* _Task to complete_
Would you give again, exactly as written, the lines from the opening of the records to the line with "Mark a dot on every instance of the tree line", that line included and pictures excluded?

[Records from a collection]
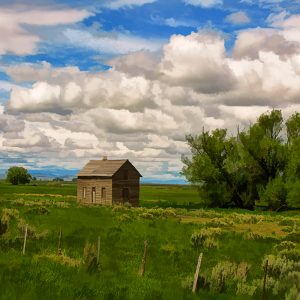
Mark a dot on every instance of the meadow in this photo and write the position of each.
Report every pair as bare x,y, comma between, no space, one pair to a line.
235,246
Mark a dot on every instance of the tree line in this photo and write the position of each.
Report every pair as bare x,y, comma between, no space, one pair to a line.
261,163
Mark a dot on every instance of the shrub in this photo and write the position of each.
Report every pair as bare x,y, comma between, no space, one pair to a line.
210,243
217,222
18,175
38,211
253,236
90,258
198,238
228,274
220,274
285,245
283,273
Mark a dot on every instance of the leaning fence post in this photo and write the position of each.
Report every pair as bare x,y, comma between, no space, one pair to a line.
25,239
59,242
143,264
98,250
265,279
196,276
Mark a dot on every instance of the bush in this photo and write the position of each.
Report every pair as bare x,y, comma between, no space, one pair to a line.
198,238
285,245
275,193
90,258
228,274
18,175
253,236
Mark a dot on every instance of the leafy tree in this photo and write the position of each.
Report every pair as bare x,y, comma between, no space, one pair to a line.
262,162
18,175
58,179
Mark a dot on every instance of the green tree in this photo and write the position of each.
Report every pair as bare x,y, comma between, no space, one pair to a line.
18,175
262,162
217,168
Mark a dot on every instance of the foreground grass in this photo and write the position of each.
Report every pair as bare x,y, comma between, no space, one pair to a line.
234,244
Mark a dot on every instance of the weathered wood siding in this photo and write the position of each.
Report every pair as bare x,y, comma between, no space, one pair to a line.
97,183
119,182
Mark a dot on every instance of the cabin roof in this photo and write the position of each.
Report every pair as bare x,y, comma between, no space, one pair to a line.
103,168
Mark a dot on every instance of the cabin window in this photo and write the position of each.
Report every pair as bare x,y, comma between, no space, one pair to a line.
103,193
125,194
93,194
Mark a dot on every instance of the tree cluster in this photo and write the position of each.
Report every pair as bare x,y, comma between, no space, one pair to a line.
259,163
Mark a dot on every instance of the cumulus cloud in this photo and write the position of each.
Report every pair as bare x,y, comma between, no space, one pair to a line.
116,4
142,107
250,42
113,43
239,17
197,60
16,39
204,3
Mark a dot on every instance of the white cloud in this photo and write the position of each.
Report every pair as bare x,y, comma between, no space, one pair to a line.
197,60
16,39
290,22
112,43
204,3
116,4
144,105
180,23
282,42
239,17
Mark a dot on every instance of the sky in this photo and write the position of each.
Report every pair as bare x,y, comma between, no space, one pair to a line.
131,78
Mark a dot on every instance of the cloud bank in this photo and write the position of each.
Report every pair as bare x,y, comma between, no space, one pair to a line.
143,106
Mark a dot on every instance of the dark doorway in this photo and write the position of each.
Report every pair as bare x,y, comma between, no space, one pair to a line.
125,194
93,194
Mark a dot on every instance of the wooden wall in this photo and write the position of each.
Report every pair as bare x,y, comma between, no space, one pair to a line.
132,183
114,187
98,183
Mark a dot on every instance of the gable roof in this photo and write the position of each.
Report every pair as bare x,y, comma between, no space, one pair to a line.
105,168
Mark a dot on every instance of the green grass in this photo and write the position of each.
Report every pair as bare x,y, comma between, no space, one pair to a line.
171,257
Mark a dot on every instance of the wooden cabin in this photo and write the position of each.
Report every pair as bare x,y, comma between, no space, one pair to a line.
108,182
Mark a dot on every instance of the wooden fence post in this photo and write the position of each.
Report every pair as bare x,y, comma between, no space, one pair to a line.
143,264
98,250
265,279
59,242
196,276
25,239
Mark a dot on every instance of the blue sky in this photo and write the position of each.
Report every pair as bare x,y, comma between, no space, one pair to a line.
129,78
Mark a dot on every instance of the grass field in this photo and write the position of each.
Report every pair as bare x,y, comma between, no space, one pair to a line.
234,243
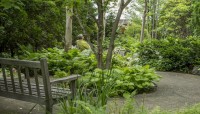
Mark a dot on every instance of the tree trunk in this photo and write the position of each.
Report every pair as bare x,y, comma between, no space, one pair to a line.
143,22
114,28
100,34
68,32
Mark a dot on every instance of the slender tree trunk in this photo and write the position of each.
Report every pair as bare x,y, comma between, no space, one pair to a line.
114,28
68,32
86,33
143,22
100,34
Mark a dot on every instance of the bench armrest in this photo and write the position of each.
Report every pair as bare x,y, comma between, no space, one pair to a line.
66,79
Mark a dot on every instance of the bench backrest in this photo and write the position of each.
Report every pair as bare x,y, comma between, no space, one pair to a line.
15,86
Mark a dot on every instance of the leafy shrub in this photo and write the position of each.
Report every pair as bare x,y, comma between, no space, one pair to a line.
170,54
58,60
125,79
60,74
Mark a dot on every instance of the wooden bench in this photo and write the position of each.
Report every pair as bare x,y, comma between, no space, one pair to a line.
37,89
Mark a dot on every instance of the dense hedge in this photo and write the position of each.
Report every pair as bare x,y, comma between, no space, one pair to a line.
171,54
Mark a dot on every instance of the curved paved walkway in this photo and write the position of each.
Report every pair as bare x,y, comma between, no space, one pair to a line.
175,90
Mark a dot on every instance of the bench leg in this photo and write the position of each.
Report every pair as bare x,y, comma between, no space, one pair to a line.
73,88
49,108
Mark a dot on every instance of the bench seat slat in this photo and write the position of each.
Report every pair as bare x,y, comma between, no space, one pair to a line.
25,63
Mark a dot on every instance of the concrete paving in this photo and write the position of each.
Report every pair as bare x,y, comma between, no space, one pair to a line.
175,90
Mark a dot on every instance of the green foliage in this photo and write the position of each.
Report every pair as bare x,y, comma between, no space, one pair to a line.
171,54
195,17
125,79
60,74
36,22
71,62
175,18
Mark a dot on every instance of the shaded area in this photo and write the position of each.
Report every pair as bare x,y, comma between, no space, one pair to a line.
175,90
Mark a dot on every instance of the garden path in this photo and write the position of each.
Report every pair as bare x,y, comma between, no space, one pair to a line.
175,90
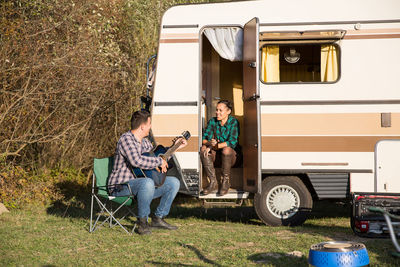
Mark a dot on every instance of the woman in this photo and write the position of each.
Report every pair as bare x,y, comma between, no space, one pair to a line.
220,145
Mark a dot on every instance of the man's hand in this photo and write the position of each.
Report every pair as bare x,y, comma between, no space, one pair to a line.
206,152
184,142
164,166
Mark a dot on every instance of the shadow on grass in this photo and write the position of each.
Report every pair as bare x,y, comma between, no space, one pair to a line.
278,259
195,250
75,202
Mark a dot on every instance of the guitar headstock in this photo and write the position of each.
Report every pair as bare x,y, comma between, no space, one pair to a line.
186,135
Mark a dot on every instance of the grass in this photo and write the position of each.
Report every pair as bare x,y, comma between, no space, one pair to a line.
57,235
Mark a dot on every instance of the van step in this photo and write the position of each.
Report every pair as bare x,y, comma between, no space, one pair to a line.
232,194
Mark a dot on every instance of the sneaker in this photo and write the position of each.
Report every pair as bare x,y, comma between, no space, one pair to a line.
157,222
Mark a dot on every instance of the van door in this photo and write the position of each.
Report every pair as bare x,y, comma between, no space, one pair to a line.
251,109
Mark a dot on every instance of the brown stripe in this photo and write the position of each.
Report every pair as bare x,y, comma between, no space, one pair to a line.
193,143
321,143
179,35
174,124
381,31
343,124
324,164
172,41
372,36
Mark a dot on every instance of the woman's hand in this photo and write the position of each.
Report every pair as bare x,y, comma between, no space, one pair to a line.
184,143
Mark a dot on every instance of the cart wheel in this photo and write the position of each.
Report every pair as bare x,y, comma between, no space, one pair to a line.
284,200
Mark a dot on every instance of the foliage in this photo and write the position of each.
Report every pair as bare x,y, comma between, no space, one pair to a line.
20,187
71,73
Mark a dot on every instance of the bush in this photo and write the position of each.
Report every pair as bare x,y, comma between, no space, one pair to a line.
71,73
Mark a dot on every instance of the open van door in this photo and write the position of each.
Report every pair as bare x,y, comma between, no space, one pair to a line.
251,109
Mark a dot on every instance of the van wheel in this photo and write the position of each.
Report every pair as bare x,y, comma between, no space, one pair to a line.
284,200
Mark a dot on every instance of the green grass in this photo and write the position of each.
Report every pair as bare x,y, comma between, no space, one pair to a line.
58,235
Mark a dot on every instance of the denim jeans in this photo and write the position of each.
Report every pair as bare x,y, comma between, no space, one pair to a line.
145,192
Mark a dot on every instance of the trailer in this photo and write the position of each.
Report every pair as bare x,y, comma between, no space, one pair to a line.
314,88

* _Reply to the exercise_
Mark a dot on every instance of the meadow in this photo and write the position of each.
Report every pair as bare x,y, comma between, no space, one pair to a line.
235,246
Mark a dot on every instance of the tree line in this photo and write the position of each.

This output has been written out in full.